§ **EXERCISE BRIEF**:
Count the lines in the entries below that contain the string "stacked". Reply with the number alone.

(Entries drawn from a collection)
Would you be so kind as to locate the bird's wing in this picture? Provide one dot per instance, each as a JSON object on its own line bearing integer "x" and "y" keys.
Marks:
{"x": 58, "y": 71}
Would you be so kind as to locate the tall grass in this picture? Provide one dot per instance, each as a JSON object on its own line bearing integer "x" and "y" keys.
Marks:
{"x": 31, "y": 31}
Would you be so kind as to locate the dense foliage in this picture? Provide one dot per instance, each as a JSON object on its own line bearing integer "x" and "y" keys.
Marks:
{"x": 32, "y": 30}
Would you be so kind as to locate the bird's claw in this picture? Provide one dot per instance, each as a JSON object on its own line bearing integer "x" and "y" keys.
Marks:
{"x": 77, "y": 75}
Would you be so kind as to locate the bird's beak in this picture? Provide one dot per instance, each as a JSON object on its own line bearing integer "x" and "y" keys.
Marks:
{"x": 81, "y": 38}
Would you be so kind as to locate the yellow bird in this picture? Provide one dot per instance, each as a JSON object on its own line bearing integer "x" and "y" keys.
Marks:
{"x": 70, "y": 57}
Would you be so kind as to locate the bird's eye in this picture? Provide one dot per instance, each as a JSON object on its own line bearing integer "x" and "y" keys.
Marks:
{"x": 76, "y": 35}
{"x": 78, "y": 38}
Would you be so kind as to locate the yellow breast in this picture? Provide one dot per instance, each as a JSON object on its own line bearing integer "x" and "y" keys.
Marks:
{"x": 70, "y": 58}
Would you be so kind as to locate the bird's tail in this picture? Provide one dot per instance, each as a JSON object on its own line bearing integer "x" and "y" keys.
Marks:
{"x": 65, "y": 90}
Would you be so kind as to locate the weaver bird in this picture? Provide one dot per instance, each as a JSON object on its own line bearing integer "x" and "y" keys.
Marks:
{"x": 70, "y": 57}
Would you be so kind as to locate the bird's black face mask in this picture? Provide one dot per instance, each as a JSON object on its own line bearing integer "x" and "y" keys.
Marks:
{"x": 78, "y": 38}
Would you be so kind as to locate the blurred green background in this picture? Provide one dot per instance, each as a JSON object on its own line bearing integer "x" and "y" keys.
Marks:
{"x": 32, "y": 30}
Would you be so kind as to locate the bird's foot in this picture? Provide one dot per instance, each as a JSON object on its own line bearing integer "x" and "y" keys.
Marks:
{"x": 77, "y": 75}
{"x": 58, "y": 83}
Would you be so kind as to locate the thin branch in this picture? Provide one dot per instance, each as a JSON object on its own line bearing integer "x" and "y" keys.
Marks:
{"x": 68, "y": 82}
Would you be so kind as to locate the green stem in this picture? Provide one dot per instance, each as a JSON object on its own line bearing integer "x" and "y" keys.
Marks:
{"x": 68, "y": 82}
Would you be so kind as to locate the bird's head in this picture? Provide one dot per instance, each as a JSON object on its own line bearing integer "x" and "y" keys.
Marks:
* * *
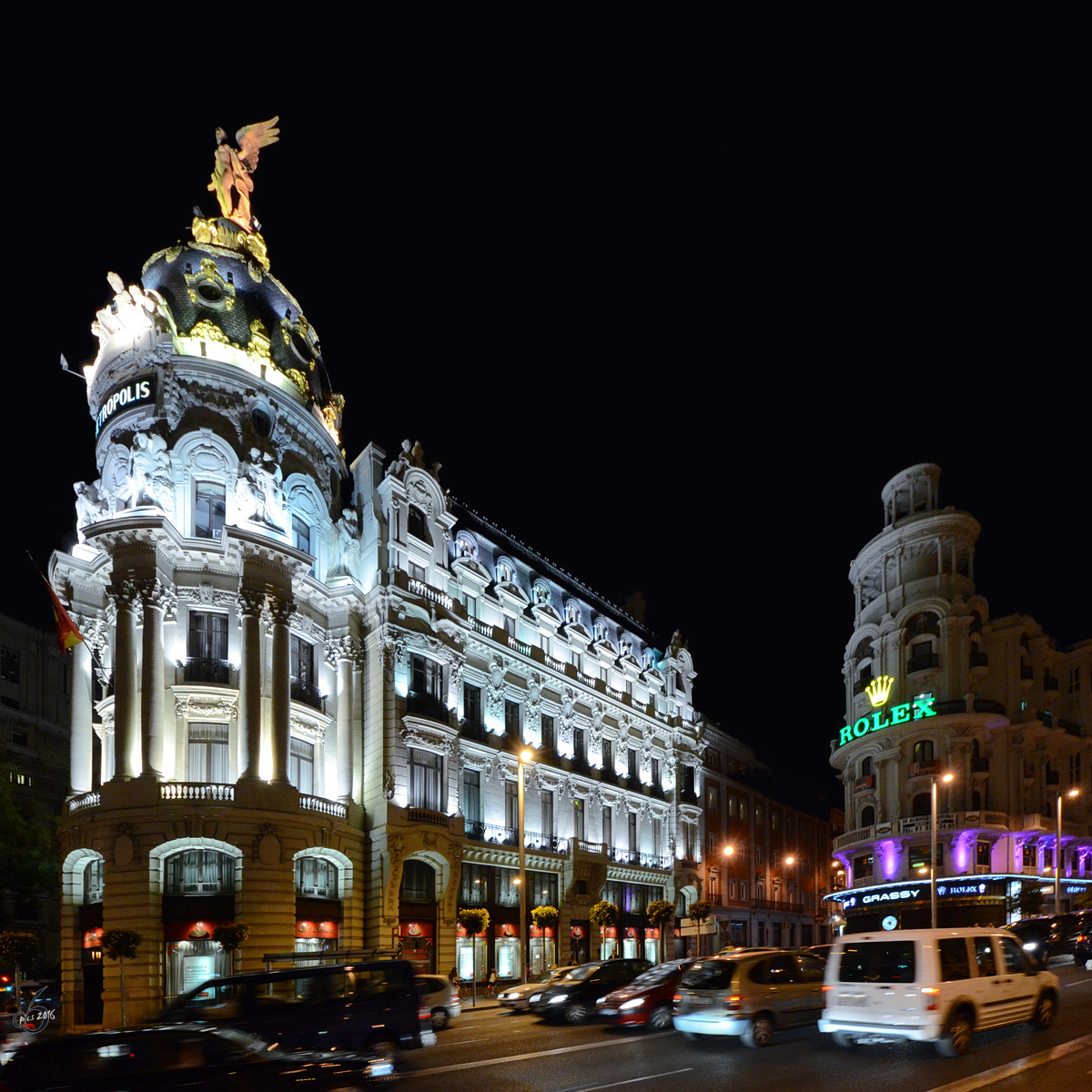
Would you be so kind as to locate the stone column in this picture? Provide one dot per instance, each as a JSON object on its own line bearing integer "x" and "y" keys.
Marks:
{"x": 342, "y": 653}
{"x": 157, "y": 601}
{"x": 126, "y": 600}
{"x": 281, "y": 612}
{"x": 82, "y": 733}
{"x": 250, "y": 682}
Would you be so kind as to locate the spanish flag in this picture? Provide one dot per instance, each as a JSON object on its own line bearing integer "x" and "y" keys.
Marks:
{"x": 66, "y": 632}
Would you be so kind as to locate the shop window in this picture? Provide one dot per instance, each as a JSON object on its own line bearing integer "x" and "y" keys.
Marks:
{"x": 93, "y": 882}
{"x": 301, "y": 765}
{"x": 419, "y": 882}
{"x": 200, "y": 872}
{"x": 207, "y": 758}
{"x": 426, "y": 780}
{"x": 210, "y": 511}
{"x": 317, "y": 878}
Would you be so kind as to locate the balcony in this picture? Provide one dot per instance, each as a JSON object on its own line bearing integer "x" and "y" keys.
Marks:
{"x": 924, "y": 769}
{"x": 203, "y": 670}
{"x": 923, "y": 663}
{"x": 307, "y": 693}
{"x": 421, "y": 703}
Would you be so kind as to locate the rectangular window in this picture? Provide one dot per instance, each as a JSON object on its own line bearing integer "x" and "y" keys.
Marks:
--
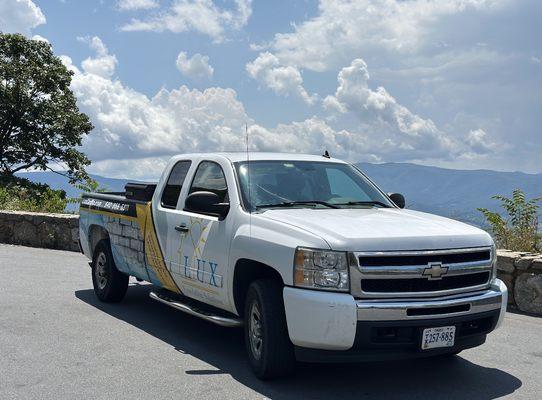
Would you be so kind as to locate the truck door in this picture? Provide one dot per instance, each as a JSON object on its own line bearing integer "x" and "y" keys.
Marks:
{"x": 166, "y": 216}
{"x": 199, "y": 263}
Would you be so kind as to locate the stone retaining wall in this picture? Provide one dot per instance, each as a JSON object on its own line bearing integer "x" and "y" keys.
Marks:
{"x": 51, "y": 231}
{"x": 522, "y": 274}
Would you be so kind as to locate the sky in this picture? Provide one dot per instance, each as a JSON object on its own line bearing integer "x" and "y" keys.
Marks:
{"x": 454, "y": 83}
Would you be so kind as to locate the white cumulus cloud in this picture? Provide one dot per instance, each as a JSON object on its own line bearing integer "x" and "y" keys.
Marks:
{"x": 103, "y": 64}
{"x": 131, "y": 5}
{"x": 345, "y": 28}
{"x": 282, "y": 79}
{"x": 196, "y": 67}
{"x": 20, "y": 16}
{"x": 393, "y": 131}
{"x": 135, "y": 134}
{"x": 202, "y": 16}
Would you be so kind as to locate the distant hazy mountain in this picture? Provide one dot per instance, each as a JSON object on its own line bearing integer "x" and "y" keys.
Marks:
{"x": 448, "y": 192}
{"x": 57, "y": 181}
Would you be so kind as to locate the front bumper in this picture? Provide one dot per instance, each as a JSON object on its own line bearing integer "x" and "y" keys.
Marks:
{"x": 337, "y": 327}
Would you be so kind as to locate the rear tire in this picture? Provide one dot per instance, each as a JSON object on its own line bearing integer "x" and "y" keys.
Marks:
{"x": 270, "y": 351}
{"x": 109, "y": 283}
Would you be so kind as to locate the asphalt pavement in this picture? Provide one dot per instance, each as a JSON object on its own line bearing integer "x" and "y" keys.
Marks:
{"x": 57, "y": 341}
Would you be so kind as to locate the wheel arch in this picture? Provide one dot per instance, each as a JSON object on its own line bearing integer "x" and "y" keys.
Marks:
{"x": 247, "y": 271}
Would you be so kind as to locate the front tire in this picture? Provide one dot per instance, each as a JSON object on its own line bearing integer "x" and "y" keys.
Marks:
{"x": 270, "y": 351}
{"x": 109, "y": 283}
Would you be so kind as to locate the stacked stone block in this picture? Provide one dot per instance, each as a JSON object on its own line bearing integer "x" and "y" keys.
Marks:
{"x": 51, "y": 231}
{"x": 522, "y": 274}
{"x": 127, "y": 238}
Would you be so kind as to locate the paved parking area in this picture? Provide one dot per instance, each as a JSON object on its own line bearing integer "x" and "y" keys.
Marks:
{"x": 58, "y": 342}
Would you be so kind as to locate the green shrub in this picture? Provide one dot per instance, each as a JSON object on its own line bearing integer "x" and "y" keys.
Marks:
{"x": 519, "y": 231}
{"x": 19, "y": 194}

§ **ANSWER TO THE TASK**:
1